+++ Text provided

This result indicates that the instrumental linear drift determined for iOSG23 by comparison to the AG measurements is ? 27.0 nm/s 2 /year which is a typical value for other SGs. However, there is a high relative uncertainty (23.3%) for this drift rate. The dispersion of the points in Fig. 10 that are not perfectly aligned on a straight line is not clear. It is possible that the AG errors are underestimated or that the AG senses slightly different hydrological effects due to its placement in the vault.

After removing the drift inferred from the AG points, the iOSG23 residual gravity data have been fitted to a combination of exponential and linear terms according to Eq. (1). The fit results are given in Table 6 and Fig. 11 shows the superposition of the fitted model to the iOSG23 gravity data.

The fitted iOSG23 instrumental linear drift rate of 24.4 nm/s 2 /year is close to the value of 27.0 nm/s 2 / year in Table 5 but differs because the fitting procedure uses all the hourly data from iOSG23 in one case and only the few episodic AG/SG parallel measurements on the other case.

After removing a linear term of 0.3 mK/year, a similar method is used to fit to the Body-T data for iOSG23. The Body-T time constants are shown in Table 6 and a comparison of the data and the fit curve are shown in Fig. 12 . Two of the time constants for gravity and Body-T are similar with a very short time delay t 1 less than half a day and a very long one t 3 close to 150 days. The fitting process for the Body-T converges to find the intermediate terms (A 2 = -0.3 mK, t 2 = 57.2 days) but does not converge to find similar intermediate terms for the gravity residual signal.

++++++

■ **Given problem 1**
Within the records, swap "Target" for "Label" in the stretch that opens with the line containing "Task: point out the cow eyelash, placing" and closes with the line containing "[[175, 40]]", leaving all else unchanged. Give back only those lines.

+++ Records supplied

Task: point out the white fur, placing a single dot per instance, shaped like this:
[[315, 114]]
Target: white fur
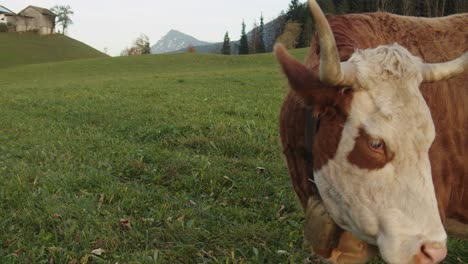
[[394, 207]]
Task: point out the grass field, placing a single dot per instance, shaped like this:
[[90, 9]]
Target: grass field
[[28, 48], [152, 159]]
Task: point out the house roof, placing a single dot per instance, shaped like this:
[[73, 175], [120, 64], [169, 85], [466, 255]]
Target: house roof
[[41, 10], [4, 10]]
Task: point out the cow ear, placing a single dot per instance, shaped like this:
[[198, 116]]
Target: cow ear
[[304, 82]]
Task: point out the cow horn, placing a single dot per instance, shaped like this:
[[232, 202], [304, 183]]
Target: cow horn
[[433, 72], [331, 70]]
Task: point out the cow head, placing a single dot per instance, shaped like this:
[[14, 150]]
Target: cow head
[[371, 161]]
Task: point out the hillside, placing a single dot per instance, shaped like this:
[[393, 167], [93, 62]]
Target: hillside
[[29, 48], [152, 159]]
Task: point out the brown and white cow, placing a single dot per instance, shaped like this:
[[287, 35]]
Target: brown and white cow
[[389, 155]]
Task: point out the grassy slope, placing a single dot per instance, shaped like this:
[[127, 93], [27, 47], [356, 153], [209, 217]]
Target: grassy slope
[[169, 142], [18, 49]]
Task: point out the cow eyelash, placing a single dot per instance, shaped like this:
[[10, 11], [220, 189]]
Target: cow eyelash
[[377, 145], [346, 90]]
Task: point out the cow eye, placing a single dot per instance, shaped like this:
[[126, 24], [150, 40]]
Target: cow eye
[[377, 145], [346, 90]]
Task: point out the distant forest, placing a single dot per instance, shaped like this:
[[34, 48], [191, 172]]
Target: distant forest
[[294, 28]]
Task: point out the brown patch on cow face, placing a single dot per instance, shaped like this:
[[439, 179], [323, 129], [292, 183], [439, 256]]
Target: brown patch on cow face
[[331, 126], [366, 154]]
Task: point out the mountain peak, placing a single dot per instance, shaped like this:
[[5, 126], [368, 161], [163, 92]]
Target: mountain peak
[[175, 40]]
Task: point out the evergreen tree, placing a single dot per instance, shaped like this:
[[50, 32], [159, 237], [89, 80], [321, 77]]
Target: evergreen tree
[[226, 49], [342, 7], [261, 35], [244, 45]]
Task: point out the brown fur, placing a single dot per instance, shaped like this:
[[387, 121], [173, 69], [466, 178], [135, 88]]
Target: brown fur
[[434, 40], [363, 157]]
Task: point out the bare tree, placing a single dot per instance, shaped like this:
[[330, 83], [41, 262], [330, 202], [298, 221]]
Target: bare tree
[[406, 7]]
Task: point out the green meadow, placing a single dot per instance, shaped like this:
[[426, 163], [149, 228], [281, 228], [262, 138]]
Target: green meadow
[[149, 159], [29, 48]]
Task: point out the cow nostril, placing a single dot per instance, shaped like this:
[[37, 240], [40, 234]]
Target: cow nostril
[[432, 253]]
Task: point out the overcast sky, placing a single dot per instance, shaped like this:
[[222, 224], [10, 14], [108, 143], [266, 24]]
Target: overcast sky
[[114, 24]]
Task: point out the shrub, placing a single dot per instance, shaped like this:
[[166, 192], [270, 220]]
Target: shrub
[[3, 27]]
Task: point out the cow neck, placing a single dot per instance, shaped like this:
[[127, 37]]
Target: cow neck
[[312, 125]]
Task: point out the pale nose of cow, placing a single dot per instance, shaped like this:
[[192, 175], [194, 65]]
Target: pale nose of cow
[[431, 253]]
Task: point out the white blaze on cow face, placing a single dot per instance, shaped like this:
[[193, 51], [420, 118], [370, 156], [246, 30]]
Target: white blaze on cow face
[[379, 184]]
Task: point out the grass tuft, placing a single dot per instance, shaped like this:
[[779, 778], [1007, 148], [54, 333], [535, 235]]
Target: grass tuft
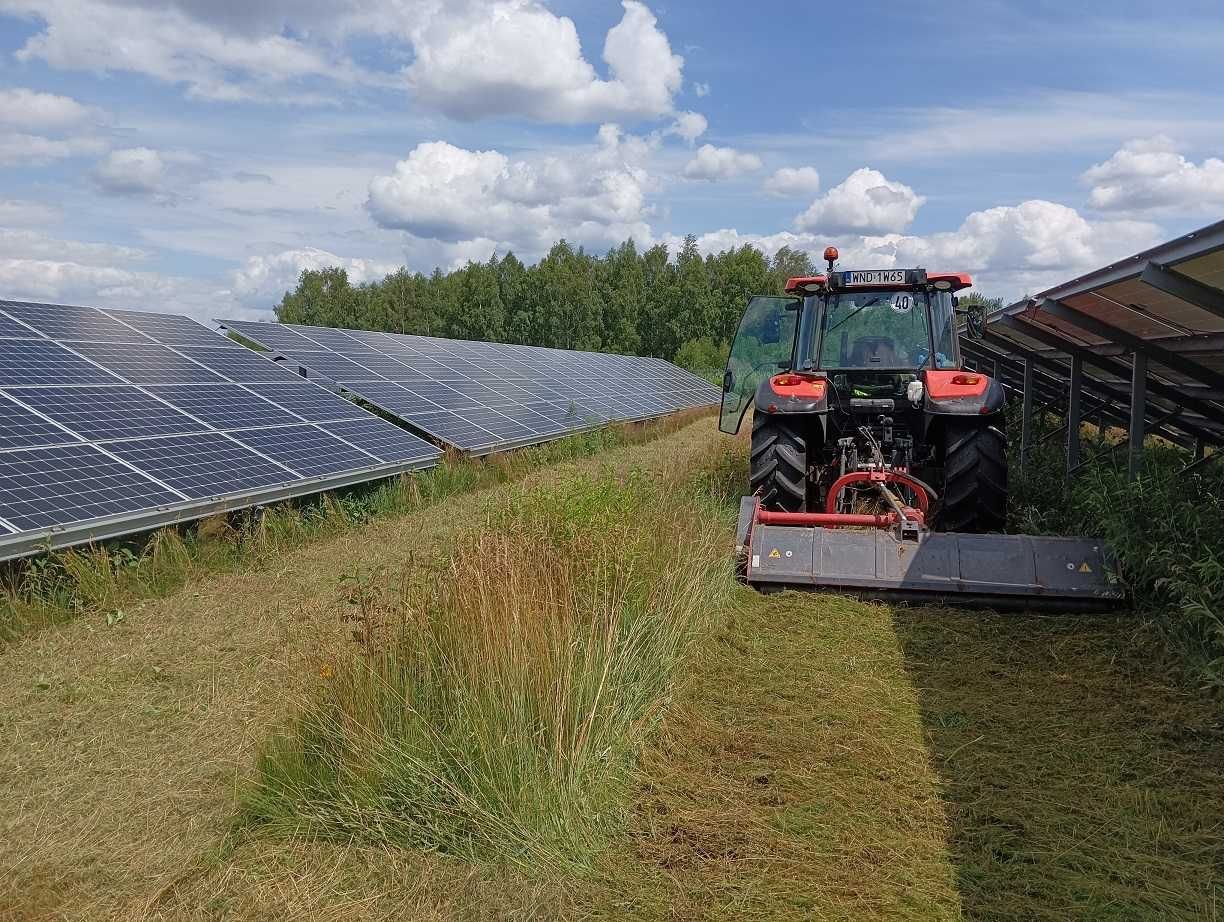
[[60, 585], [495, 712]]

++++++

■ **Given problem 2**
Reproduce the passage on the iOSG23 drift and fit results word for word, in full.

■ **Problem solution 1**
Task: point out the cow eyelash, placing a single dot per instance, shaped like this:
[[10, 11], [220, 189]]
Label: cow eyelash
[[377, 145], [346, 90]]
Task: point out the cow eye, placing a single dot per instance, shaped like this:
[[126, 24], [150, 40]]
Label: cow eye
[[377, 145], [346, 90]]
Task: point out the distant forest, placing a single dot per instance, shaped like this:
[[34, 48], [191, 172]]
Label: distant forest
[[294, 28]]
Task: point out the brown patch on cow face, placing a single dot per instance, shaped like this:
[[439, 179], [323, 129], [292, 183], [439, 256]]
Label: brown patch on cow face
[[331, 126], [366, 154]]
Task: point out the mountain peak, placing a single dot per instance, shaped like this:
[[5, 126], [368, 161], [163, 92]]
Label: mountain peak
[[175, 40]]

■ **Problem solution 2**
This result indicates that the instrumental linear drift determined for iOSG23 by comparison to the AG measurements is ? 27.0 nm/s 2 /year which is a typical value for other SGs. However, there is a high relative uncertainty (23.3%) for this drift rate. The dispersion of the points in Fig. 10 that are not perfectly aligned on a straight line is not clear. It is possible that the AG errors are underestimated or that the AG senses slightly different hydrological effects due to its placement in the vault.

After removing the drift inferred from the AG points, the iOSG23 residual gravity data have been fitted to a combination of exponential and linear terms according to Eq. (1). The fit results are given in Table 6 and Fig. 11 shows the superposition of the fitted model to the iOSG23 gravity data.

The fitted iOSG23 instrumental linear drift rate of 24.4 nm/s 2 /year is close to the value of 27.0 nm/s 2 / year in Table 5 but differs because the fitting procedure uses all the hourly data from iOSG23 in one case and only the few episodic AG/SG parallel measurements on the other case.

After removing a linear term of 0.3 mK/year, a similar method is used to fit to the Body-T data for iOSG23. The Body-T time constants are shown in Table 6 and a comparison of the data and the fit curve are shown in Fig. 12 . Two of the time constants for gravity and Body-T are similar with a very short time delay t 1 less than half a day and a very long one t 3 close to 150 days. The fitting process for the Body-T converges to find the intermediate terms (A 2 = -0.3 mK, t 2 = 57.2 days) but does not converge to find similar intermediate terms for the gravity residual signal.